THE INPUT>
▼▼▼
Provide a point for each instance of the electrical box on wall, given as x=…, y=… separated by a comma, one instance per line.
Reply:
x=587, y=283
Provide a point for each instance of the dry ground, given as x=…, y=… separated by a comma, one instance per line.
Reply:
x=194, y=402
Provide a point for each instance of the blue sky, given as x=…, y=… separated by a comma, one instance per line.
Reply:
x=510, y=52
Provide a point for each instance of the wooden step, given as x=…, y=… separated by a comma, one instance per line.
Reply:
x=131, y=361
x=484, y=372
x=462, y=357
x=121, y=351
▲▲▲
▼▼▼
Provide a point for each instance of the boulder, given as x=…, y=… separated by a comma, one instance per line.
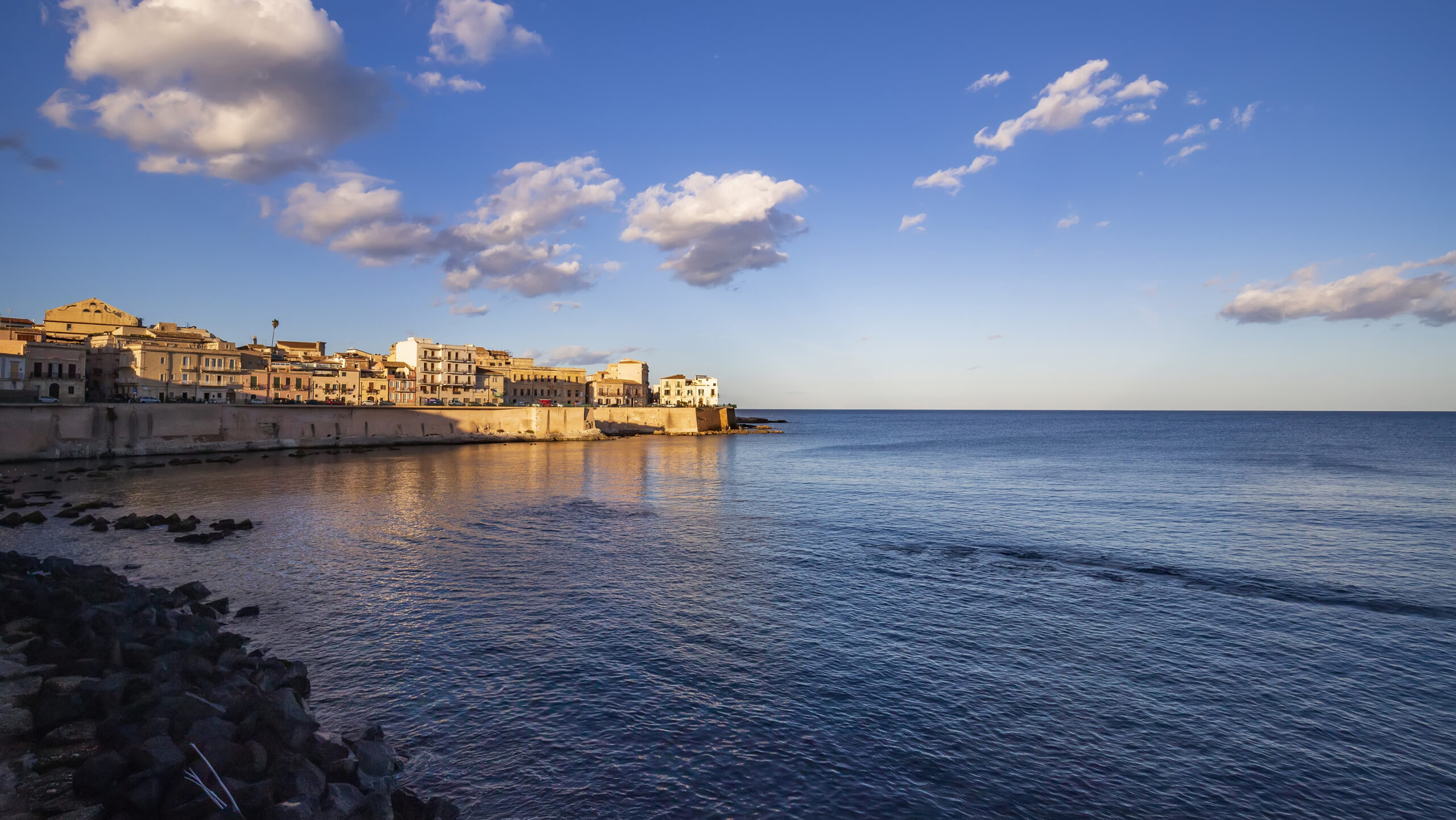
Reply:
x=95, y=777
▲▲▲
WHAT IS NEEDED> Retype the data starting with the line containing "Provide a point for each instance of the boulder, given" and going on through the line containing "x=95, y=777", leaving out the pictures.

RESULT BELOW>
Provide a point for each instance of the boulder, given as x=…, y=… separated by a comma, one instance per line.
Reply:
x=95, y=777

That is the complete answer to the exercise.